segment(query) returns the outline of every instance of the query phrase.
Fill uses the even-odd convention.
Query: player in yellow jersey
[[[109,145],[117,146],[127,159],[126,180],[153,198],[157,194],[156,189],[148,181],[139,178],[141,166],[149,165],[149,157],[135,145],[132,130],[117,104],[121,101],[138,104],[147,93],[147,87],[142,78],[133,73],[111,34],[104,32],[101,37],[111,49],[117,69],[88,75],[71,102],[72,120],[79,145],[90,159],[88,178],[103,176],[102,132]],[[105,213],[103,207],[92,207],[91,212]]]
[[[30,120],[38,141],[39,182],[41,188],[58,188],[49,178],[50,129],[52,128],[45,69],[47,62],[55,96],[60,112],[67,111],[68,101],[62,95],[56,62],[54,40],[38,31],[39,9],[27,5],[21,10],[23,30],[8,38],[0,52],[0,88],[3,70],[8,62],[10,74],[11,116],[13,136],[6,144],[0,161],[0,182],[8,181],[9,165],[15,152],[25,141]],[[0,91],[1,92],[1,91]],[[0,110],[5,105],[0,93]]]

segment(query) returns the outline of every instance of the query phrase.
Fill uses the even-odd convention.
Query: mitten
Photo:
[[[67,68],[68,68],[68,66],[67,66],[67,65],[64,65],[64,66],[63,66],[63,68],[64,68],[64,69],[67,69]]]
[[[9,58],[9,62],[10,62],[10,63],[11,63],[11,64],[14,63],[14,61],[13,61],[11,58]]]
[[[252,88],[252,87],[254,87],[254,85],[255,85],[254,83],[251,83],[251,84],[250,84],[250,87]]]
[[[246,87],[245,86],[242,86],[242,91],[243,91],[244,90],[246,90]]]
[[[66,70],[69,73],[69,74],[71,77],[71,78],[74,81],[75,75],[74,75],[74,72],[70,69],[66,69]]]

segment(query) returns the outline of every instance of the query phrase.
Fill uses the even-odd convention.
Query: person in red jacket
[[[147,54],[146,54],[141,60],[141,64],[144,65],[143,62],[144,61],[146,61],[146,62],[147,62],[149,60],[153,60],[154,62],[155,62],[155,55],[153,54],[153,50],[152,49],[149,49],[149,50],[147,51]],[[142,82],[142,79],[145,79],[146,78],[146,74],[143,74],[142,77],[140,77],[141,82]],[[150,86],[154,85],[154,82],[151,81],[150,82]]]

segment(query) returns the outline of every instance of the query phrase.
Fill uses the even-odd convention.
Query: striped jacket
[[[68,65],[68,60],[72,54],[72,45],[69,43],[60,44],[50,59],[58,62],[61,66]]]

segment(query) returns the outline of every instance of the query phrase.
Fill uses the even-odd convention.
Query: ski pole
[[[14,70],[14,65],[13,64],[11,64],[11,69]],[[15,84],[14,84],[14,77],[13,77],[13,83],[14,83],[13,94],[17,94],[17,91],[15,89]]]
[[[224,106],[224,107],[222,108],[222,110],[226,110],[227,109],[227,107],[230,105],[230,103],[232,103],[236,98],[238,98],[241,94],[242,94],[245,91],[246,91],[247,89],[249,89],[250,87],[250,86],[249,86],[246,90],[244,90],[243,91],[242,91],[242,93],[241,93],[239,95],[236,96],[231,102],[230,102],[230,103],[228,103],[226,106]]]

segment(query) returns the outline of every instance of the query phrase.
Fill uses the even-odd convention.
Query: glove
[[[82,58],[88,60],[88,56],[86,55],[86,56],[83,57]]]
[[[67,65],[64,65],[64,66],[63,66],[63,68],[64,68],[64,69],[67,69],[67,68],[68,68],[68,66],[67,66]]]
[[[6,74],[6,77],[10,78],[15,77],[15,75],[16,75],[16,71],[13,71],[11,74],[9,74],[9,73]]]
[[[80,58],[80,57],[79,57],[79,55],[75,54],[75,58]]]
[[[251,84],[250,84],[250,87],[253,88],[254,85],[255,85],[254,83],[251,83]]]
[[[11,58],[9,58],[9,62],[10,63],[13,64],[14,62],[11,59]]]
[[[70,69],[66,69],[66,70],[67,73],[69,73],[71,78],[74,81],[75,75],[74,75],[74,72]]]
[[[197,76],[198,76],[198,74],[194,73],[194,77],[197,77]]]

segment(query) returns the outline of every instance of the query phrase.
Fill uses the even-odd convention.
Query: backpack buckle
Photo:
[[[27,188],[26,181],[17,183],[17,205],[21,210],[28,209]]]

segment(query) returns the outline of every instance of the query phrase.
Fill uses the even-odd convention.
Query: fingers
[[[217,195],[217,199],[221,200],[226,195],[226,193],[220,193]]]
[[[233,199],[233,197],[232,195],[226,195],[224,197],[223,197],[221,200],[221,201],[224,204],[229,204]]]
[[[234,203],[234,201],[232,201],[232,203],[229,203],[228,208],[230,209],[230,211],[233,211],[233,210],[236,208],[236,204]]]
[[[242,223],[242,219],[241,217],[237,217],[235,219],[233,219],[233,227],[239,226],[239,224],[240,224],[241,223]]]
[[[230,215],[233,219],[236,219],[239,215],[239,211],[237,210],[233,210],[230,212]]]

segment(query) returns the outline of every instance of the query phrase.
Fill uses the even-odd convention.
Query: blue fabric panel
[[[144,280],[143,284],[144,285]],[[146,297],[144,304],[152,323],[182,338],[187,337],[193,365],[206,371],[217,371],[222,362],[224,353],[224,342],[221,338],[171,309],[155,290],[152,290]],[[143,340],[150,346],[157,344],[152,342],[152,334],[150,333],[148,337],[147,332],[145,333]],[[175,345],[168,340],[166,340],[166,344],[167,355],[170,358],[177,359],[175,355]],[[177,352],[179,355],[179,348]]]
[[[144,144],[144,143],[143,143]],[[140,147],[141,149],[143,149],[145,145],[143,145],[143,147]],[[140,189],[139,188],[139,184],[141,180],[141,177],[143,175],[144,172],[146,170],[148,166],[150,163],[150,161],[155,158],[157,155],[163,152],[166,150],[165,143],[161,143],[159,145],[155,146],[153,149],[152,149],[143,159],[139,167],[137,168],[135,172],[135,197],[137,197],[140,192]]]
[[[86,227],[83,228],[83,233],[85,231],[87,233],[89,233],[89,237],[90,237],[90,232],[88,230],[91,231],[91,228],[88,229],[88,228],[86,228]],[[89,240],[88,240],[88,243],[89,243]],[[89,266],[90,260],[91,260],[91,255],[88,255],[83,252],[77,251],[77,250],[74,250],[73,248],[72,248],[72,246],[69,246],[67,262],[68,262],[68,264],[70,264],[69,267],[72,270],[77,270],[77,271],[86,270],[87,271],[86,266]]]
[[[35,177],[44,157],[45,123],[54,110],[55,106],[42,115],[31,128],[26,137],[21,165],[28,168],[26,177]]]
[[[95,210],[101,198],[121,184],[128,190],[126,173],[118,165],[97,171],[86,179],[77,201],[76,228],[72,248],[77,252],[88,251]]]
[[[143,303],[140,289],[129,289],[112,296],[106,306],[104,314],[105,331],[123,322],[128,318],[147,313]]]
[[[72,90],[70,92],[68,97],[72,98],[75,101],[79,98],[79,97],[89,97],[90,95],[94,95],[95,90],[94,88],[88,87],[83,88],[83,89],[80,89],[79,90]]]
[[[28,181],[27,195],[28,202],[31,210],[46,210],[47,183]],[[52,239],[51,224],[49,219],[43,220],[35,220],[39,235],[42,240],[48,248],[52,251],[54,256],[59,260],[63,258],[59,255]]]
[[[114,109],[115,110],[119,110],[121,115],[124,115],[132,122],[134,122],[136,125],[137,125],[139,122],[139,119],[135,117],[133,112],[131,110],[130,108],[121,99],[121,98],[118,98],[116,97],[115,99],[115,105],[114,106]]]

--------

▶ _Written instruction_
Copy out the whole listing exactly; please set it all down.

▶ _Result of this exercise_
segment(query) returns the outline of every instance of the query phrase.
Fill uses the even-odd convention.
Query: player in yellow jersey
[[[109,145],[117,146],[127,159],[126,180],[153,198],[157,194],[156,189],[148,181],[139,178],[141,166],[149,165],[149,157],[135,145],[132,130],[117,104],[121,101],[138,104],[147,93],[147,87],[142,78],[133,73],[111,34],[104,32],[101,37],[111,49],[117,69],[88,75],[71,102],[72,120],[79,145],[90,159],[88,178],[103,176],[102,132]],[[105,213],[103,207],[92,207],[91,212]]]
[[[30,120],[38,141],[39,182],[41,188],[58,188],[49,178],[50,129],[52,128],[45,69],[47,62],[55,96],[60,112],[67,111],[68,101],[62,95],[56,62],[54,40],[38,31],[39,9],[27,5],[21,10],[23,30],[8,38],[0,52],[0,88],[3,70],[8,62],[10,74],[11,116],[13,136],[6,144],[0,161],[0,182],[8,181],[9,165],[15,152],[25,141]],[[0,91],[1,92],[1,91]],[[0,110],[5,105],[0,93]]]

segment(query) returns the outline of every instance of the query phrase.
Fill uses the even-odd convention.
Query: mitten
Photo:
[[[67,68],[68,68],[68,66],[67,66],[67,65],[64,65],[64,66],[63,66],[63,68],[64,68],[64,69],[67,69]]]
[[[9,58],[9,62],[10,62],[10,63],[11,63],[11,64],[14,63],[14,61],[13,61],[11,58]]]
[[[252,88],[252,87],[254,87],[254,85],[255,85],[254,83],[251,83],[251,84],[250,84],[250,87]]]
[[[246,87],[245,86],[242,86],[242,91],[243,91],[244,90],[246,90]]]
[[[66,70],[69,73],[69,74],[71,77],[71,78],[74,81],[75,75],[74,75],[74,72],[70,69],[66,69]]]

segment(query) returns the outline of every instance of the query phrase.
Fill uses the even-odd convention.
Query: person in red jacket
[[[147,54],[146,54],[141,60],[141,64],[144,65],[143,62],[144,61],[146,61],[146,62],[147,62],[149,60],[153,60],[154,62],[155,62],[155,55],[153,54],[153,50],[152,49],[149,49],[149,50],[147,51]],[[142,82],[142,79],[145,79],[146,78],[146,74],[143,74],[142,77],[140,77],[141,82]],[[150,86],[154,85],[154,82],[151,81],[150,82]]]

segment(query) returns the outline of every instance of the query phrase.
Fill uses the even-odd convention.
Query: striped jacket
[[[68,65],[68,60],[72,54],[72,45],[69,43],[60,44],[50,59],[58,62],[61,66]]]

segment(query) returns the outline of every instance of the query phrase.
Fill uses the even-odd convention.
Query: ski pole
[[[14,70],[14,65],[13,64],[11,64],[11,69]],[[15,84],[14,84],[14,77],[13,77],[13,83],[14,83],[13,94],[17,94],[17,91],[15,89]]]
[[[224,106],[224,107],[222,108],[222,110],[226,110],[227,109],[227,107],[230,105],[230,103],[232,103],[236,98],[238,98],[241,94],[242,94],[245,91],[246,91],[247,89],[249,89],[250,87],[250,86],[249,86],[246,90],[244,90],[243,91],[242,91],[242,93],[241,93],[239,95],[236,96],[231,102],[230,102],[230,103],[228,103],[226,106]]]

segment(query) returns the outline of every instance of the query phrase.
Fill uses the even-odd convention.
Query: glove
[[[82,58],[88,60],[88,56],[86,55],[86,56],[83,57]]]
[[[67,65],[64,65],[64,66],[63,66],[63,68],[64,68],[64,69],[67,69],[67,68],[68,68],[68,66],[67,66]]]
[[[6,74],[6,77],[10,78],[15,77],[15,75],[16,75],[16,71],[13,71],[11,74],[9,74],[9,73]]]
[[[80,58],[80,57],[79,57],[79,55],[75,54],[75,58]]]
[[[251,84],[250,84],[250,87],[253,88],[254,85],[255,85],[254,83],[251,83]]]
[[[11,58],[9,58],[9,62],[10,63],[13,64],[14,62],[11,59]]]
[[[70,69],[66,69],[66,70],[67,73],[69,73],[71,78],[74,81],[75,75],[74,75],[74,72]]]
[[[197,76],[198,76],[198,74],[194,73],[194,77],[197,77]]]

segment(query) returns the outline of every instance of the query phrase.
Fill uses the even-odd convention.
Query: backpack buckle
Photo:
[[[27,188],[26,181],[17,183],[17,205],[21,210],[28,209]]]

segment(query) returns the outline of every instance of the query phrase.
Fill uses the even-odd convention.
Query: fingers
[[[217,195],[217,199],[221,200],[226,195],[226,193],[220,193]]]
[[[233,199],[233,197],[232,195],[226,195],[224,197],[223,197],[221,200],[221,201],[224,204],[229,204]]]
[[[234,203],[234,201],[232,201],[232,203],[229,203],[228,208],[230,209],[230,211],[233,211],[233,210],[236,208],[236,204]]]
[[[242,223],[242,219],[241,217],[237,217],[235,219],[233,219],[233,227],[239,226],[239,224],[240,224],[241,223]]]
[[[230,215],[233,219],[236,219],[239,215],[239,211],[237,210],[233,210],[230,212]]]

segment(query) returns the outline of every instance of the query phrase.
Fill uses the even-odd convention.
Query: blue fabric panel
[[[144,280],[143,284],[144,285]],[[146,297],[144,304],[152,323],[182,338],[187,337],[193,365],[206,371],[217,371],[222,362],[224,353],[224,342],[221,338],[171,309],[155,290],[152,290]],[[143,340],[150,346],[157,344],[152,342],[152,334],[150,333],[148,337],[147,332],[145,333]],[[175,345],[168,340],[166,340],[166,344],[167,355],[170,358],[177,359],[175,355]],[[177,352],[179,355],[179,348]]]
[[[144,144],[144,143],[143,143]],[[140,147],[141,149],[143,149],[145,145],[143,145],[143,147]],[[140,189],[139,188],[139,184],[141,180],[141,177],[143,175],[144,172],[146,170],[148,166],[150,163],[150,161],[155,158],[157,155],[163,152],[166,150],[165,143],[161,143],[159,145],[155,146],[153,149],[152,149],[143,159],[139,167],[137,168],[135,172],[135,197],[137,197],[140,192]]]
[[[86,227],[83,228],[83,233],[85,231],[87,233],[89,233],[89,237],[90,237],[90,232],[88,230],[91,231],[91,228],[88,229],[88,228],[86,228]],[[89,240],[88,240],[88,243],[89,243]],[[89,266],[90,260],[91,260],[91,255],[88,255],[83,252],[77,251],[77,250],[74,250],[73,248],[72,248],[72,246],[69,246],[67,262],[68,262],[68,264],[70,264],[69,267],[72,270],[77,270],[77,271],[86,270],[87,271],[86,266]]]
[[[35,177],[44,157],[45,123],[54,110],[55,106],[42,115],[31,128],[26,137],[21,165],[28,168],[26,177]]]
[[[95,210],[101,198],[121,184],[128,190],[126,173],[118,165],[97,171],[86,179],[77,201],[76,228],[72,248],[77,252],[88,251]]]
[[[143,303],[140,289],[129,289],[112,296],[106,306],[104,314],[105,331],[123,322],[128,318],[147,313]]]
[[[72,90],[70,92],[68,97],[72,98],[75,101],[79,98],[79,97],[89,97],[90,95],[94,95],[95,90],[94,88],[88,87],[83,88],[83,89],[80,89],[79,90]]]
[[[28,181],[27,195],[28,202],[31,210],[46,210],[47,183]],[[52,239],[51,224],[49,219],[43,220],[35,220],[39,235],[42,240],[48,248],[52,251],[54,256],[59,260],[63,258],[59,255]]]
[[[114,109],[115,110],[119,110],[121,115],[124,115],[132,122],[134,122],[136,125],[137,125],[139,122],[139,119],[135,117],[133,112],[131,110],[130,108],[121,99],[121,98],[118,98],[116,97],[115,99],[115,105],[114,106]]]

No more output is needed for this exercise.